*Exercise directions*: I'd like the listing below copied exactly, with the images left out.
-- Exercise materials follows --
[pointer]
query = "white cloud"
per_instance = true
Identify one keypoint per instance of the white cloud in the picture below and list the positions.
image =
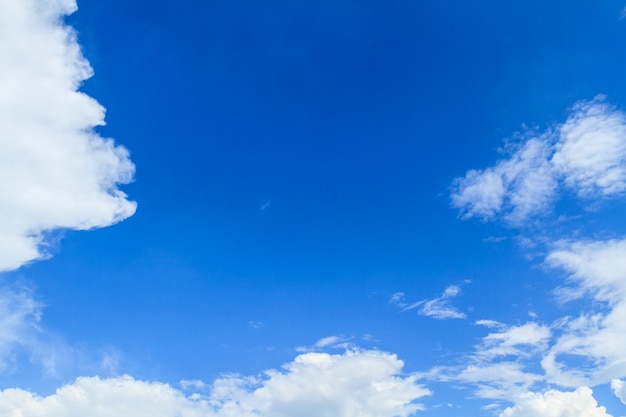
(586, 154)
(516, 340)
(520, 185)
(357, 383)
(62, 174)
(579, 403)
(438, 308)
(591, 151)
(19, 322)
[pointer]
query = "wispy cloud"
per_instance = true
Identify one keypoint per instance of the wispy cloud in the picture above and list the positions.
(438, 308)
(586, 154)
(553, 403)
(63, 175)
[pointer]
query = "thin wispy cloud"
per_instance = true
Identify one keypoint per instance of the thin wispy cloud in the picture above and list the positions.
(440, 308)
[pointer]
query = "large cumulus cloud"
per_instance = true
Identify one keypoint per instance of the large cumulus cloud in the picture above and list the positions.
(57, 172)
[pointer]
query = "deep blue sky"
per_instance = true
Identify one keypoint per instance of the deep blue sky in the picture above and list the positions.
(295, 161)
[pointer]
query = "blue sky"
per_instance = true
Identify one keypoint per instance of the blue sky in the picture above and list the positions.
(329, 208)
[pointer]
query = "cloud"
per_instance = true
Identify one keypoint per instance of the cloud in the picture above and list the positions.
(591, 151)
(63, 175)
(516, 341)
(19, 322)
(586, 154)
(438, 308)
(363, 383)
(596, 269)
(553, 403)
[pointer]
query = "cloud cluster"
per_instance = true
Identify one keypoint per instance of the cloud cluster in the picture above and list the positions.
(552, 403)
(586, 155)
(58, 172)
(356, 383)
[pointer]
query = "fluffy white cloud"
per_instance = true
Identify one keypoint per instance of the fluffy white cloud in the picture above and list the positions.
(591, 151)
(58, 173)
(516, 340)
(586, 154)
(357, 383)
(579, 403)
(597, 269)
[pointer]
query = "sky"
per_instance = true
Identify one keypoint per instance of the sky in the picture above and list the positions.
(312, 209)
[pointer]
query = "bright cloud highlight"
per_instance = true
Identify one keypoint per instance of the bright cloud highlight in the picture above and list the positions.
-- Exercise materials concluded --
*Answer to this task*:
[pointer]
query = "white cloud"
per_instance = true
Identify one keypoint per instance of the white cloud in the picture below and list the positions.
image =
(586, 154)
(516, 340)
(520, 185)
(357, 383)
(62, 174)
(579, 403)
(438, 308)
(591, 151)
(19, 322)
[pointer]
query = "wispy cloud"
per_instance = true
Identify one keypoint per instance of the wispy cloud in the picture above and list the positions.
(438, 308)
(586, 154)
(553, 403)
(63, 175)
[pointer]
query = "thin wispy cloud"
per_instance = true
Identify one keypoint per instance of the thin wispy cloud in the picture above and list the positions.
(440, 308)
[pointer]
query = "large cumulus cloud"
per_instance = true
Identify one keypoint per instance of the large cumulus cloud in the picture above and list the positions.
(57, 172)
[pointer]
query = "deep blue sky"
per_instance = true
Identify one keypoint per instance of the deep blue sky in the picture above and list the positions.
(295, 161)
[pointer]
query = "blue sky"
per_instance = true
Identify one keypoint per instance of the blue sky in the picture above and list the positions.
(329, 208)
[pointer]
query = "cloud"
per_instance = true
Identify one keypoint per instance of the cloud in the picture above and list the positions.
(591, 151)
(63, 175)
(516, 341)
(19, 322)
(586, 154)
(438, 308)
(363, 383)
(596, 269)
(553, 403)
[pointer]
query = "cloud cluster"
per_instance = true
Identify one keypoint per instance of the cloud cluster in the picture above and list the positions.
(552, 403)
(586, 155)
(58, 172)
(356, 383)
[pointer]
query = "fluffy white cloud"
per_instance = true
Identify one keypoint per instance of the fluffy white cloud in the picture above and list the positions.
(591, 151)
(58, 173)
(516, 340)
(586, 154)
(357, 383)
(579, 403)
(597, 269)
[pointer]
query = "sky"
per_instance = true
Identify one keypoint per instance of the sky in the picture above and list the positions.
(312, 209)
[pointer]
query = "bright cloud highlight"
per_instance = true
Identify one keypoint per instance of the bright cloud highlight in the picture above and list the positions.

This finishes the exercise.